> _Consegna 1_:
Elenchi i geni e le proteine che il testo sull'atrofia muscolare spinale nomina.
> _Consegna 2_:
Traduca in inglese la seguente frase del testo sugli screening neonatali: "Ogni anno in Italia nascono circa 40/50 “Sofia” con questo difetto genetico."
> _Consegna 3_:
Prosegua il testo sugli screening neonatali per l'atrofia muscolare spinale a partire dal punto in cui si interrompe.

> _Testo fornito_:

Nel suo editoriale su D di Repubblica di sabato 2 luglio, la senatrice Cattaneo evidenzia l’importanza degli screening neonatali per la diagnosi precocissima di condizioni e malattie che, se trattate in tempo, hanno un impatto più gestibile sulla vita (e, in alcuni casi, sulla sopravvivenza) dei bambini.
Sofia (il nome è di fantasia) è una bambina di due mesi affetta da atrofia muscolare spinale. La SMA è una malattia rara caratterizzata dalla perdita dei “motoneuroni” che dal sistema nervoso centrale portano i segnali ai muscoli, controllando i movimenti. La malattia è dovuta alla perdita di funzione del gene SMN1 che, insieme al “gene fratello” ma meno efficiente, SMN2, è responsabile della produzione della proteina SMN necessaria ai motoneuroni per garantire posizione eretta e attività motorie. Nel 97-98% dei casi, la mutazione coinvolge un punto specifico del gene SMN1, e ciò ha reso possibile la messa a punto di un test di screening molecolare neonatale che lo identifica. Ogni anno in Italia nascono circa 40/50 “Sofia” con questo difetto genetico. In assenza di trattamento farmacologico, la SMA è la prima causa genetica di mortalità infantile. La buona notizia in questa storia è che Sofia è nata in Puglia, prima regione in Italia ad aver approvato – ad aprile 2021 – una legge regionale, promossa dal consigliere Fabiano Amati, che introduce l’obbligo di screening neonatale per l’atrofia muscolare spinale.

> _Insieme di dati_:
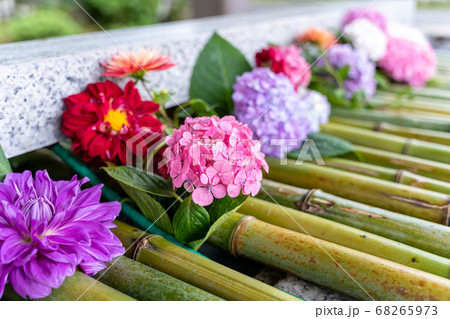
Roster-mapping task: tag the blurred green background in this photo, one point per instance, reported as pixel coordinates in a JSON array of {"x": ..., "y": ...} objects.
[{"x": 22, "y": 20}]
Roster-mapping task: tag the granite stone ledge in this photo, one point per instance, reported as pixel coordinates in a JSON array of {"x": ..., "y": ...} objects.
[{"x": 36, "y": 75}]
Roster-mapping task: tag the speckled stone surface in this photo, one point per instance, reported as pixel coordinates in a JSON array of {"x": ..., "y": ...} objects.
[
  {"x": 36, "y": 75},
  {"x": 299, "y": 287}
]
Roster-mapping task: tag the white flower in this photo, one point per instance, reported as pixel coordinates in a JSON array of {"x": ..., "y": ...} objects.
[
  {"x": 407, "y": 32},
  {"x": 365, "y": 36}
]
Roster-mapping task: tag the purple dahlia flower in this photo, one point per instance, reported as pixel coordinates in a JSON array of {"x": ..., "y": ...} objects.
[
  {"x": 268, "y": 104},
  {"x": 361, "y": 76},
  {"x": 49, "y": 228}
]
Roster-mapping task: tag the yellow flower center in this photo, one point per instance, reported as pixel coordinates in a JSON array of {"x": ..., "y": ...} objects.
[{"x": 116, "y": 119}]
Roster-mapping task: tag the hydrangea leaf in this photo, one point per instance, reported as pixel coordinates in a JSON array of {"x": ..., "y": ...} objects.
[
  {"x": 5, "y": 167},
  {"x": 144, "y": 181},
  {"x": 215, "y": 72},
  {"x": 191, "y": 221},
  {"x": 150, "y": 208},
  {"x": 219, "y": 211},
  {"x": 327, "y": 145},
  {"x": 196, "y": 244},
  {"x": 225, "y": 205}
]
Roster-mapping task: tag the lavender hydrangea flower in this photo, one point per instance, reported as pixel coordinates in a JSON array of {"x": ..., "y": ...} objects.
[
  {"x": 361, "y": 76},
  {"x": 318, "y": 108},
  {"x": 268, "y": 104},
  {"x": 49, "y": 228}
]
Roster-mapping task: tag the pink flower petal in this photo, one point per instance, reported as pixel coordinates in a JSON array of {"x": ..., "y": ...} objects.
[{"x": 202, "y": 196}]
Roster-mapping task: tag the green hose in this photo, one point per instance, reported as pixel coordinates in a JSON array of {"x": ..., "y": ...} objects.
[{"x": 110, "y": 195}]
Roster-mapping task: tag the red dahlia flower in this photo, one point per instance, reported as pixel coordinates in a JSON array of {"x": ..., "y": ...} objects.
[
  {"x": 102, "y": 118},
  {"x": 136, "y": 64},
  {"x": 288, "y": 61}
]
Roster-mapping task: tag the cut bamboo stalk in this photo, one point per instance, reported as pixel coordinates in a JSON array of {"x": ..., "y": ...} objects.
[
  {"x": 357, "y": 274},
  {"x": 346, "y": 236},
  {"x": 78, "y": 287},
  {"x": 389, "y": 142},
  {"x": 416, "y": 165},
  {"x": 434, "y": 107},
  {"x": 195, "y": 270},
  {"x": 411, "y": 231},
  {"x": 420, "y": 134},
  {"x": 402, "y": 120},
  {"x": 407, "y": 200},
  {"x": 145, "y": 283},
  {"x": 425, "y": 92},
  {"x": 81, "y": 169},
  {"x": 389, "y": 174}
]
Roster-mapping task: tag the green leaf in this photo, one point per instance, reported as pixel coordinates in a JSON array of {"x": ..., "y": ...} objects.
[
  {"x": 190, "y": 222},
  {"x": 144, "y": 181},
  {"x": 225, "y": 205},
  {"x": 343, "y": 72},
  {"x": 382, "y": 80},
  {"x": 150, "y": 208},
  {"x": 327, "y": 145},
  {"x": 215, "y": 72},
  {"x": 196, "y": 244},
  {"x": 196, "y": 107},
  {"x": 5, "y": 167},
  {"x": 219, "y": 211}
]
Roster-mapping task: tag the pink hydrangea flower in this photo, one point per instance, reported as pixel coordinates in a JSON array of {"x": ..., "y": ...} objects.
[
  {"x": 212, "y": 157},
  {"x": 288, "y": 61},
  {"x": 409, "y": 62},
  {"x": 372, "y": 15}
]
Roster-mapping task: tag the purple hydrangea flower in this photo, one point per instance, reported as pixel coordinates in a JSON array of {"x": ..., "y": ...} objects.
[
  {"x": 361, "y": 76},
  {"x": 49, "y": 228},
  {"x": 268, "y": 104}
]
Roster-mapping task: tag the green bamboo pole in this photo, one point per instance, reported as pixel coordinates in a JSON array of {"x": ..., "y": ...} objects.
[
  {"x": 78, "y": 287},
  {"x": 420, "y": 134},
  {"x": 411, "y": 231},
  {"x": 365, "y": 277},
  {"x": 407, "y": 200},
  {"x": 110, "y": 195},
  {"x": 346, "y": 236},
  {"x": 402, "y": 120},
  {"x": 145, "y": 283},
  {"x": 423, "y": 167},
  {"x": 195, "y": 270},
  {"x": 426, "y": 92},
  {"x": 389, "y": 142},
  {"x": 389, "y": 174}
]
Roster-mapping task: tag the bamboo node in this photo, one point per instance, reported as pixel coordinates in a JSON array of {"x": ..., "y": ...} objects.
[
  {"x": 233, "y": 249},
  {"x": 378, "y": 127},
  {"x": 406, "y": 147},
  {"x": 399, "y": 176},
  {"x": 144, "y": 243},
  {"x": 303, "y": 205}
]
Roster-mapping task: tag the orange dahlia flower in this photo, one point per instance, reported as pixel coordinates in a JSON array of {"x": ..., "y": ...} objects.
[
  {"x": 323, "y": 38},
  {"x": 137, "y": 64}
]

> _Risposta 1_:
- gene SMN1
- gene SMN2
- proteina SMN

> _Risposta 2_:
Every year in Italy about 40/50 “Sofias” are born with this genetic defect.

> _Risposta 3_:
L’obbligo prevede il prelievo di uno spot ematico entro le prime 48-72 ore di vita su cui viene eseguito il test genetico. In caso di positività, dopo la conferma della diagnosi, al bambino viene somministrata la terapia genica autorizzata (quindi rimborsata) da AIFA per i bambini affetti da SMA entro i 21 chili. In Puglia, il servizio di screening – con una previsione di spesa di circa 300 mila euro all’anno – è iniziato a dicembre scorso; Sofia è il primo caso diagnosticato in fase asintomatica, dopo circa 8 mila test nella norma. La somministrazione precoce della terapia, in questo caso al ventitreesimo giorno di vita, ne aumenta considerevolmente l’efficacia.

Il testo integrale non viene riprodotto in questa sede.